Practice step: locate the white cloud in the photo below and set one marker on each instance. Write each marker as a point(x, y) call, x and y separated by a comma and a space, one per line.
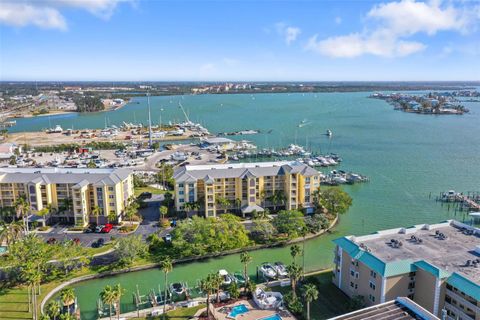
point(394, 23)
point(289, 33)
point(47, 13)
point(20, 15)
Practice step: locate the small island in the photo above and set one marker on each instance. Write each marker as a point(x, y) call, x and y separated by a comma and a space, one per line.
point(431, 103)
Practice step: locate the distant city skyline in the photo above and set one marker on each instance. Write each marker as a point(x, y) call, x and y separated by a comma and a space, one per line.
point(135, 40)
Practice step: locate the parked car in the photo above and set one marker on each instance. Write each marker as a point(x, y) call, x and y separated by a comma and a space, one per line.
point(90, 228)
point(168, 238)
point(107, 228)
point(145, 195)
point(99, 243)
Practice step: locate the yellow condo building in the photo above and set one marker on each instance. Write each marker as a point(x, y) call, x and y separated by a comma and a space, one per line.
point(245, 187)
point(73, 192)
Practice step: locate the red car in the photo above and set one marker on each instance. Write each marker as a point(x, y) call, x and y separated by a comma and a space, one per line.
point(107, 228)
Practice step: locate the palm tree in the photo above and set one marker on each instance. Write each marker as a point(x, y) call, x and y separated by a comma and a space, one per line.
point(163, 211)
point(118, 292)
point(53, 309)
point(295, 252)
point(108, 297)
point(22, 207)
point(10, 232)
point(96, 212)
point(217, 281)
point(68, 297)
point(245, 259)
point(310, 293)
point(207, 286)
point(295, 272)
point(166, 266)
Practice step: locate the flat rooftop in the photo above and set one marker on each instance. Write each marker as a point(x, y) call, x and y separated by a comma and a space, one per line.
point(392, 310)
point(449, 254)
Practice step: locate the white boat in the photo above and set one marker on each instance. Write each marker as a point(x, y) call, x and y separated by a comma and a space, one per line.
point(268, 271)
point(177, 288)
point(281, 269)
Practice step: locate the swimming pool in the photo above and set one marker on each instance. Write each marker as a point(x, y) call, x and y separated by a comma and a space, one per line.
point(240, 309)
point(272, 317)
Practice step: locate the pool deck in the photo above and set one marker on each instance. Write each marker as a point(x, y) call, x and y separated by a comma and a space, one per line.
point(254, 313)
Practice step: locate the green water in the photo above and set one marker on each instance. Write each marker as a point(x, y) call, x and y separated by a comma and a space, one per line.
point(407, 157)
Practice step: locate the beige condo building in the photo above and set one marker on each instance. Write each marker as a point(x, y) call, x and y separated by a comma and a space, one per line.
point(246, 186)
point(74, 191)
point(437, 266)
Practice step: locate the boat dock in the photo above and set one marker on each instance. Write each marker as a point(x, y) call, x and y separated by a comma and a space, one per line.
point(469, 201)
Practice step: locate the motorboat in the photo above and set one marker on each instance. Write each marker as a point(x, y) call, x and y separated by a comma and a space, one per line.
point(268, 271)
point(177, 288)
point(281, 269)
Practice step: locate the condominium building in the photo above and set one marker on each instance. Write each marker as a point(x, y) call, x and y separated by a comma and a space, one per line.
point(246, 187)
point(437, 266)
point(75, 192)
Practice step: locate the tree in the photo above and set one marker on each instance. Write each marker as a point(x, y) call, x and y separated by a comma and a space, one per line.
point(163, 211)
point(22, 208)
point(96, 212)
point(295, 272)
point(277, 198)
point(68, 297)
point(118, 292)
point(217, 281)
point(53, 309)
point(289, 222)
point(310, 293)
point(295, 252)
point(167, 267)
point(207, 286)
point(108, 297)
point(11, 232)
point(129, 248)
point(245, 259)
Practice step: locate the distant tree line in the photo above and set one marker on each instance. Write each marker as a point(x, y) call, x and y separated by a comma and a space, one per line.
point(88, 103)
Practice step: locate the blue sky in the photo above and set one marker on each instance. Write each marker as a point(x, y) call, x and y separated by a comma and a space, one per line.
point(239, 40)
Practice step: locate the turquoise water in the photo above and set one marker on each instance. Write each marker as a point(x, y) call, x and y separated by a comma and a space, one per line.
point(273, 317)
point(409, 158)
point(237, 310)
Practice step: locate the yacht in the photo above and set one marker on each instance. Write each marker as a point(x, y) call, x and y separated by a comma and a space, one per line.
point(281, 269)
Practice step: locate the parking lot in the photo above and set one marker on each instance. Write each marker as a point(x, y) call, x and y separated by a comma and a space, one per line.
point(149, 225)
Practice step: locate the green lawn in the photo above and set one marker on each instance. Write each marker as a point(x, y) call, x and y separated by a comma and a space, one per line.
point(331, 301)
point(179, 314)
point(152, 190)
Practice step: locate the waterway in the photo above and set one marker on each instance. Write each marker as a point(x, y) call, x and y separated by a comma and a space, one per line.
point(408, 157)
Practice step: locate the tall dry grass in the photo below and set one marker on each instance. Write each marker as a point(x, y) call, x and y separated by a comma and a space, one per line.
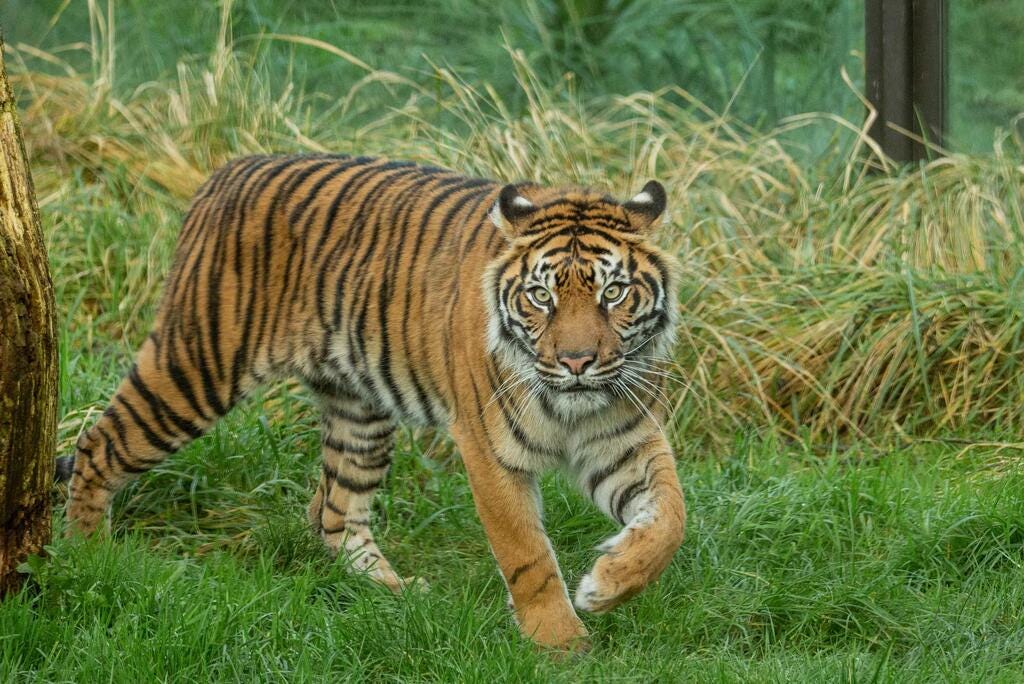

+ + +

Convert the lines above into a JSON list of strings, one string per line, omitting blank lines and leaving out the pictures.

[
  "Practice step: locate the white cloud in the photo below and set one marker on each instance. Write each marker as a point(x, y) call, x and y separated by a comma and a space, one per line.",
  "point(394, 23)",
  "point(289, 33)",
  "point(47, 13)",
  "point(20, 15)",
  "Practice step: locate the small island in the photo above and set one marker on each instance. Write each marker as a point(x, y) call, x and y separated by a comma and a space, one per line.",
  "point(431, 103)",
  "Practice step: locate the distant city skyline in the photo above and set one marker on each instance. Write each marker as a point(x, y) call, x and y separated by a comma and a space, one per line.",
  "point(135, 40)",
  "Practice step: locate the parked car in the photo above and set one marker on each instance. Write each marker as a point(x, y) call, x and y separated by a comma and a space, one per line.",
  "point(90, 228)",
  "point(168, 238)",
  "point(107, 228)",
  "point(145, 195)",
  "point(99, 243)",
  "Practice step: locate the yellow condo building in the photo above and set one marker on each instance. Write each marker as a point(x, y) call, x and y separated by a comma and a space, one per line.",
  "point(245, 187)",
  "point(73, 192)",
  "Practice step: locate the red car in the photo above and set one marker on each instance. Write each marker as a point(x, y) call, x and y separated by a comma and a space, one per line.",
  "point(107, 228)",
  "Practice step: locate the palm tree in the photo above and set one marker on each instance. Write each marker as a point(x, y) call, x and y separated by a comma and a space, one per line.",
  "point(163, 211)",
  "point(118, 292)",
  "point(53, 309)",
  "point(295, 252)",
  "point(108, 297)",
  "point(22, 207)",
  "point(10, 232)",
  "point(96, 212)",
  "point(217, 281)",
  "point(68, 297)",
  "point(245, 259)",
  "point(310, 293)",
  "point(207, 286)",
  "point(295, 272)",
  "point(166, 266)",
  "Practice step: locate the flat rooftop in the photo above and set one marker on each instance. Write each marker as a point(x, y) call, x and y separated by a comma and a space, one per line.",
  "point(392, 310)",
  "point(449, 254)",
  "Practice step: locate the white boat in the photo above and set one marker on each instance. Write each marker as a point(x, y) call, x and y separated by a comma and a space, one per line.",
  "point(268, 271)",
  "point(177, 288)",
  "point(281, 269)",
  "Practice step: locate the swimming pool in the photo above and set one marker on each instance. Write each marker as a point(x, y) call, x and y separated by a comma and a space, one per line.",
  "point(240, 309)",
  "point(272, 317)",
  "Practice step: locate the pool deck in the photo above and set one marker on each instance. Write each marker as a point(x, y) call, x and y separated by a comma and a space, one per line.",
  "point(254, 313)",
  "Practice step: locate the green water in the photo above and set one marker on each instance. Write each marker as a point(x, y) call, x and y separated by a comma and a space, one per line.",
  "point(407, 157)",
  "Practice step: locate the beige condo building in the photo above and set one marker on each instance. Write each marker as a point(x, y) call, x and y separated by a comma and a space, one per line.",
  "point(246, 186)",
  "point(74, 191)",
  "point(437, 266)",
  "Practice step: locate the boat dock in the photo above and set one marker on each instance. Write each marker as a point(x, y) call, x and y separated by a comma and a space, one per line.",
  "point(469, 201)",
  "Practice step: locate the motorboat in the photo above and set one marker on each instance. Write each marker as a point(x, y) call, x and y separated by a comma and a space, one per line.",
  "point(268, 271)",
  "point(177, 288)",
  "point(281, 269)",
  "Practice step: locate the condominium building in the photo above and set one marker on each instance. Write each marker as a point(x, y) call, x and y separated by a comma and a space, one per line.",
  "point(246, 187)",
  "point(437, 266)",
  "point(75, 192)",
  "Practice step: locate the tree in the photo above and set one marker on each instance. Write each marker as a point(x, y) call, x and y separated by a comma and a space, one per line.",
  "point(163, 211)",
  "point(22, 208)",
  "point(96, 212)",
  "point(295, 272)",
  "point(277, 198)",
  "point(68, 297)",
  "point(118, 292)",
  "point(217, 281)",
  "point(53, 309)",
  "point(289, 222)",
  "point(310, 293)",
  "point(295, 252)",
  "point(167, 267)",
  "point(207, 286)",
  "point(108, 297)",
  "point(11, 232)",
  "point(129, 248)",
  "point(245, 259)",
  "Practice step: locate the distant tree line in the photo above and set one marker on each instance. Write each marker as a point(x, y) call, x and y separated by a comma and a space, one per line.",
  "point(88, 103)",
  "Practice step: locate the blue sky in the photo above and set one marker on each instance. Write each marker as a point(x, y) call, x and y separated by a comma and a space, one per line.",
  "point(239, 40)",
  "Practice step: locate the turquoise water in the photo above and set one marker on each instance. Write each marker as a point(x, y) call, x and y separated by a comma and a space, one per line.",
  "point(273, 317)",
  "point(409, 158)",
  "point(237, 310)",
  "Practice step: locate the yacht in the photo above and set one marker on each instance. Write each marker as a point(x, y) call, x and y separated by a comma and a space, one per line.",
  "point(281, 269)",
  "Practice step: locate the parking lot in the photo above and set one marker on each instance. Write each marker as a point(x, y) call, x and y separated by a comma and a space, one per line.",
  "point(149, 225)",
  "Practice step: locate the green lawn in the photo above and set one marker on each instance. Write each marker as a point(x, y) call, x and y separated by a comma and a space, one per line.",
  "point(331, 301)",
  "point(179, 314)",
  "point(152, 190)",
  "Practice step: locate the waterway in the photo above and set one marker on each instance. Write each marker as a point(x, y) call, x and y separated by a comma and a space, one per line.",
  "point(408, 157)",
  "Practice step: locate the tall dry grass in the photo below and set one marker on each instance. Write each marker as a point(x, y) call, x and y separated by a comma and a space, one per line."
]